> SELECTED TEXT
● ● ● ●

Larry Turner, born in Malin and living there now, is a local treasure.
His photographs of western landscapes, abundant wildlife and his portraits of people he’s met along the way have earned him widespread acclaim and numerous publications. Their dramatic compositions and radiant colors suggest that we live in a world in which nature still wants to dazzle and sustain us, something which we may especially need to feel right now.
Turner began his professional life in the early 1970’s, as a journalist, as the sports and outdoor editor of The Daily Argus-Observer in Ontario, Oregon, and soon after as a stringer for the United Press International, covering stories around the west and in Mexico. During those years he started gravitating toward photography, teaching himself the trade. Taking the leap, however, to freelance photography was “a bold move.”
“I learned that, as in any artistic endeavor, it’s feast or famine,” he said.

● ● ● ●

> DATA SECTION
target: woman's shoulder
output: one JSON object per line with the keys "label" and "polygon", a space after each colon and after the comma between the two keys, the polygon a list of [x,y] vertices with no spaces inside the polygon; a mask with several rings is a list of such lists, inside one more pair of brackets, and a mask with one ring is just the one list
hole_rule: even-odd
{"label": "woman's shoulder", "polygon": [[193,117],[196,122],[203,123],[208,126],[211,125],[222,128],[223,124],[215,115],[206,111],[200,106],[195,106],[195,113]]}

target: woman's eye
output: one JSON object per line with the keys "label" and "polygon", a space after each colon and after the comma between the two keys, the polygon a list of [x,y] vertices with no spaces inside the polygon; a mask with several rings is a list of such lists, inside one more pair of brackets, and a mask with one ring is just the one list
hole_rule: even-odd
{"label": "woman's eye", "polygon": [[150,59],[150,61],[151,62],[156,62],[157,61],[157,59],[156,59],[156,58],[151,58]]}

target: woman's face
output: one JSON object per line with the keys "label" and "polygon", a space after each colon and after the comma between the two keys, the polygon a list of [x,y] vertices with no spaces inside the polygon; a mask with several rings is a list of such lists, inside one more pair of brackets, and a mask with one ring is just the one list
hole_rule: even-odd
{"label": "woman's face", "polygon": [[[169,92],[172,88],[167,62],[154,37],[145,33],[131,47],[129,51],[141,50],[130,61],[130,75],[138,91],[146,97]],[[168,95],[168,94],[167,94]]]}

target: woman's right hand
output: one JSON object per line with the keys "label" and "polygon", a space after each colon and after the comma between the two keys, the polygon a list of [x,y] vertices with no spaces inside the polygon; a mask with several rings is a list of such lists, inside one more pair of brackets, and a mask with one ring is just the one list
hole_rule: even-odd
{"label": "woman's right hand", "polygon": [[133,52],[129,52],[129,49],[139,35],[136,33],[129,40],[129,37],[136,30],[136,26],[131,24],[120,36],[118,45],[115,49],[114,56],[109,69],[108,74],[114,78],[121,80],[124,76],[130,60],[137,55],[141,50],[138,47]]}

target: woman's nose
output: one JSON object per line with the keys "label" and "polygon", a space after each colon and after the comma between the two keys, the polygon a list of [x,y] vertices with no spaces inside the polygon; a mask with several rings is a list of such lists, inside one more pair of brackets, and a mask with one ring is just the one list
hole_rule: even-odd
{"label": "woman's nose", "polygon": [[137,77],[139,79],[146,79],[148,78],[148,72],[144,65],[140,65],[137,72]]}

● ● ● ●

> PROMPT
Reproduce the entire text about Larry Turner word for word.

> RESULT OF THE EXERCISE
Larry Turner, born in Malin and living there now, is a local treasure.
His photographs of western landscapes, abundant wildlife and his portraits of people he’s met along the way have earned him widespread acclaim and numerous publications. Their dramatic compositions and radiant colors suggest that we live in a world in which nature still wants to dazzle and sustain us, something which we may especially need to feel right now.
Turner began his professional life in the early 1970’s, as a journalist, as the sports and outdoor editor of The Daily Argus-Observer in Ontario, Oregon, and soon after as a stringer for the United Press International, covering stories around the west and in Mexico. During those years he started gravitating toward photography, teaching himself the trade. Taking the leap, however, to freelance photography was “a bold move.”
“I learned that, as in any artistic endeavor, it’s feast or famine,” he said.